TASK PROMPT
Reproduce the following lines verbatim.

RECORDS TO PROCESS
# # # # #
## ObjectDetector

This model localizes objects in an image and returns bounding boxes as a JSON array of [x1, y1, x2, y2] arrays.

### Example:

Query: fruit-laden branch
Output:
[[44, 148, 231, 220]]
# # # # #
FULL OUTPUT
## ObjectDetector

This model localizes objects in an image and returns bounding boxes as a JSON array of [x1, y1, x2, y2] arrays.

### Example:

Query: fruit-laden branch
Output:
[[44, 148, 231, 220]]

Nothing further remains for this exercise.